Reproduce all of the material below word for word.

-- -- --

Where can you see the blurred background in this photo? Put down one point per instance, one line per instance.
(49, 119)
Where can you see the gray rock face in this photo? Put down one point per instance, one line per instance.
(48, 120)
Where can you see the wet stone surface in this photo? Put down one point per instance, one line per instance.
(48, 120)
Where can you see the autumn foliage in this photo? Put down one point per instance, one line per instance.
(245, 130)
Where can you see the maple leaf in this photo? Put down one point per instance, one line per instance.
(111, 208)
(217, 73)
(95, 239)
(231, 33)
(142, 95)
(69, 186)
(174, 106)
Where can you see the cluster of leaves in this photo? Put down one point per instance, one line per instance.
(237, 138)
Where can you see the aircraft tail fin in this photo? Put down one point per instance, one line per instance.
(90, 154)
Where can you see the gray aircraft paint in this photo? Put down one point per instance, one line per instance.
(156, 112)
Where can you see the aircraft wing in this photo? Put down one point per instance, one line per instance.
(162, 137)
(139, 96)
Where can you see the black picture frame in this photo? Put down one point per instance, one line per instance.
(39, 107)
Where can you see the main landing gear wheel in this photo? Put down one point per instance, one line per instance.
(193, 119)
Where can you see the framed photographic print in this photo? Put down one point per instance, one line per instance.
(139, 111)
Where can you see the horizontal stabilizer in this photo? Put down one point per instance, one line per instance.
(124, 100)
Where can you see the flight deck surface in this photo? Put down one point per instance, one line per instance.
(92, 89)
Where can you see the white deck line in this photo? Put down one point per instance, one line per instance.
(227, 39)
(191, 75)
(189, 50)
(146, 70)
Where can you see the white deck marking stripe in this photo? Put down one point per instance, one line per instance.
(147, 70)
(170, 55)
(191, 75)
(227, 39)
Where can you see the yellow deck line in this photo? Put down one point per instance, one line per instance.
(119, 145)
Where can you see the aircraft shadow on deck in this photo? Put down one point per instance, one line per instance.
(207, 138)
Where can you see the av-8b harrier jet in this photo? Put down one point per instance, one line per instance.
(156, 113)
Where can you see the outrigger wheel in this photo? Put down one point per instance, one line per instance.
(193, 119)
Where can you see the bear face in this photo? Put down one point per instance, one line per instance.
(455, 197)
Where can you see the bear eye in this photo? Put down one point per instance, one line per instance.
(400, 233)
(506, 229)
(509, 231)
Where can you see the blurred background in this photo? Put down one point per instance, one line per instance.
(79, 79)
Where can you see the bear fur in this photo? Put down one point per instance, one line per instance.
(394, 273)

-- -- --

Result:
Where can you see the blurred background in this photo? Put down one point per instance, one line per instance.
(49, 119)
Where can you see the gray rock face in this photo? Put down one point per instance, one line per instance.
(48, 120)
Where can you see the wet stone surface in this photo? Put down one point per instance, one line per instance.
(48, 120)
Where can you see the autumn foliage in this photo? Put down one point per instance, one line per instance.
(245, 130)
Where can you see the maple leaf in this photo? Put down one point per instance, one line per instance.
(111, 208)
(217, 73)
(95, 239)
(231, 33)
(142, 95)
(69, 186)
(174, 106)
Where can you see the cluster of leaves in this photo? Put down one point per instance, one line per instance.
(237, 138)
Where can you see the aircraft tail fin in this photo? Put down one point per instance, one line per instance.
(90, 154)
Where can you see the gray aircraft paint in this photo? Put down one point per instance, one line per instance.
(156, 112)
Where can you see the aircraft wing in this photo? Put down one point per instance, one line per instance.
(162, 137)
(139, 96)
Where can you see the black picture frame in this photo? Put down one point per instance, one line per instance.
(39, 107)
Where can you see the main landing gear wheel in this photo? Put down one point per instance, one line per instance.
(193, 119)
Where can you see the framed photographic print in this photo? Put down one point per instance, one line per instance.
(139, 111)
Where can you see the horizontal stabilizer in this photo? Put down one point per instance, one line per instance.
(124, 100)
Where can you see the flight deck surface in this photo? Put down one point per instance, one line per instance.
(92, 89)
Where can you see the white deck line in this photo? Put down one point per instance, one line per instance.
(227, 39)
(191, 75)
(189, 50)
(146, 70)
Where can you see the white deck marking stripe in this photo? Put down one point per instance, one line per instance.
(147, 70)
(170, 55)
(191, 75)
(227, 39)
Where can you see the yellow deck line in this photo? Put down one point per instance, one line per instance.
(119, 145)
Where can you see the aircraft shadow on deck in this photo? Put down one point per instance, one line per instance.
(207, 138)
Where can you see the av-8b harrier jet in this photo? Put down one point per instance, one line per instance.
(156, 113)
Where can you see the outrigger wheel in this photo? Put down one point per instance, one line per instance.
(193, 119)
Where can you see the bear face in this photo? Put down one point per instance, one line per instance.
(455, 197)
Where can you see the bear eye in this photo? Put down one point per instance, one line per instance.
(400, 233)
(506, 229)
(509, 231)
Where can you see the blurred background in this photo? Put down one point per instance, one line per instance.
(79, 79)
Where can you see the bear fur in this photo? Put down one point per instance, one line per instance.
(394, 273)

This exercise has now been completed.